▶ [What to work on]:
Every line containing the word "task" is to be copied from the data below.
Raw data START
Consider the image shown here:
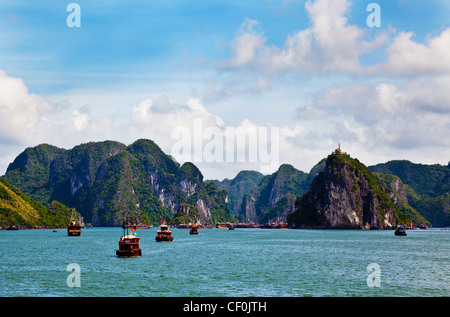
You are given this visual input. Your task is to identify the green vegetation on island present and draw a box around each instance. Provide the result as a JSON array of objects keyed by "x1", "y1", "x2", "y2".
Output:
[
  {"x1": 288, "y1": 153, "x2": 409, "y2": 229},
  {"x1": 3, "y1": 139, "x2": 447, "y2": 229},
  {"x1": 0, "y1": 177, "x2": 73, "y2": 229},
  {"x1": 4, "y1": 139, "x2": 234, "y2": 227}
]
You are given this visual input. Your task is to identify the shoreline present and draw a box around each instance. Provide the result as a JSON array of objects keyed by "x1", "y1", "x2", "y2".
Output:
[{"x1": 1, "y1": 225, "x2": 446, "y2": 231}]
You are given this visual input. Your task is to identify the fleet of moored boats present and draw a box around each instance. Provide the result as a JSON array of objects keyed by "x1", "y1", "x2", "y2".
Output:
[{"x1": 4, "y1": 215, "x2": 448, "y2": 258}]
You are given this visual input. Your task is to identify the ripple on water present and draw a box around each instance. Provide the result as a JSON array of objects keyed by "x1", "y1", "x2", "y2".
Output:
[{"x1": 0, "y1": 228, "x2": 448, "y2": 296}]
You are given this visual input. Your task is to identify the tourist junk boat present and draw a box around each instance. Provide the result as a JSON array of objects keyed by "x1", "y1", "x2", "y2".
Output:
[
  {"x1": 395, "y1": 226, "x2": 407, "y2": 236},
  {"x1": 67, "y1": 209, "x2": 81, "y2": 236},
  {"x1": 156, "y1": 218, "x2": 174, "y2": 242},
  {"x1": 116, "y1": 221, "x2": 141, "y2": 257},
  {"x1": 189, "y1": 225, "x2": 199, "y2": 235}
]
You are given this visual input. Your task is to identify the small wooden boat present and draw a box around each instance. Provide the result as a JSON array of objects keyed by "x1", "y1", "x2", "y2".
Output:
[
  {"x1": 67, "y1": 209, "x2": 81, "y2": 236},
  {"x1": 116, "y1": 222, "x2": 141, "y2": 257},
  {"x1": 395, "y1": 226, "x2": 407, "y2": 236},
  {"x1": 156, "y1": 220, "x2": 174, "y2": 242},
  {"x1": 67, "y1": 221, "x2": 81, "y2": 236},
  {"x1": 189, "y1": 225, "x2": 199, "y2": 235}
]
Raw data END
▶ [Result of this exercise]:
You are given this visual input. Your task is to identify the green vegetation on island present and draw a box around each instance. Provide the result as a JSON array of objects keyed by "x1", "y1", "x2", "y2".
You are given this visual input. Your task is to identify the shoreline present and draw a box around each instance. Provide the result as a JSON array of objects keyed by "x1", "y1", "x2", "y2".
You are given this visual input. Your task is to identify the fleet of moored boats present and draw a box around each instance. Provide the result as a JSON array of objects keyed by "x1", "y1", "x2", "y2".
You are given this visual input. Your task is to identify the ripple on water present and draw a box around each instance. Provide the result as a JSON array of objects keyed by "x1", "y1", "x2", "y2".
You are given this visual input. Your task is to identify the tourist junk boat present and draw a box around each instance. Provide the result as a JSON array of objects keyed by "x1", "y1", "x2", "y2".
You are given this visual input. Your task is to identify the small wooden boat present and draw a box around each instance. Provide the result as a JSON array of objects keyed by "x1", "y1", "x2", "y2".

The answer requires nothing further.